:: EXERCISE DATA

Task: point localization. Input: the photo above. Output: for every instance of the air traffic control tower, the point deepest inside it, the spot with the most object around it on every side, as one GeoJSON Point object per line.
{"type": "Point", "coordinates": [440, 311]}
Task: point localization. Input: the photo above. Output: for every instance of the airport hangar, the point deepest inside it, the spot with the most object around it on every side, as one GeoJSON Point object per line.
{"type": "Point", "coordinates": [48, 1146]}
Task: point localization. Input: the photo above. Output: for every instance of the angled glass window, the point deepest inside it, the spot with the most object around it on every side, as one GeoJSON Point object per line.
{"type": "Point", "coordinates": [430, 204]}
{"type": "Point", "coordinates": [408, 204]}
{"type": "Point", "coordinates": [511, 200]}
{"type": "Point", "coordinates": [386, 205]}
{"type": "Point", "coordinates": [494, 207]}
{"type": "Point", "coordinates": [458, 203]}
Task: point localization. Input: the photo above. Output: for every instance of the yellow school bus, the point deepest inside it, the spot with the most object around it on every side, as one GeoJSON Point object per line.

::::

ACTIVITY →
Only an exact retyping of the full data will do.

ANSWER SPACE →
Task: point localization. Input: the photo above. Output: for every instance of the air traffic control tower, the point deepest inside it, the spot with the most object around it on every side, as one GeoJSON Point object per line.
{"type": "Point", "coordinates": [440, 311]}
Task: point localization. Input: the photo above. Output: for every instance of the airport hangar, the point deepest inside it, the spot with the most object around it on every side, as one GeoJSON Point object per line.
{"type": "Point", "coordinates": [48, 1146]}
Task: point localization. Input: the photo above. Output: for every instance of the angled glass window, the point deepest inside it, the spot with the most object around it on every side, as one GeoJSON Point object per line.
{"type": "Point", "coordinates": [430, 204]}
{"type": "Point", "coordinates": [408, 204]}
{"type": "Point", "coordinates": [511, 200]}
{"type": "Point", "coordinates": [386, 205]}
{"type": "Point", "coordinates": [494, 207]}
{"type": "Point", "coordinates": [458, 203]}
Task: point localization. Input: the photo above. Output: for every instance of the yellow school bus, the point deepest inside it, the spot with the most object around it on every side, as one GeoJSON Point object per line.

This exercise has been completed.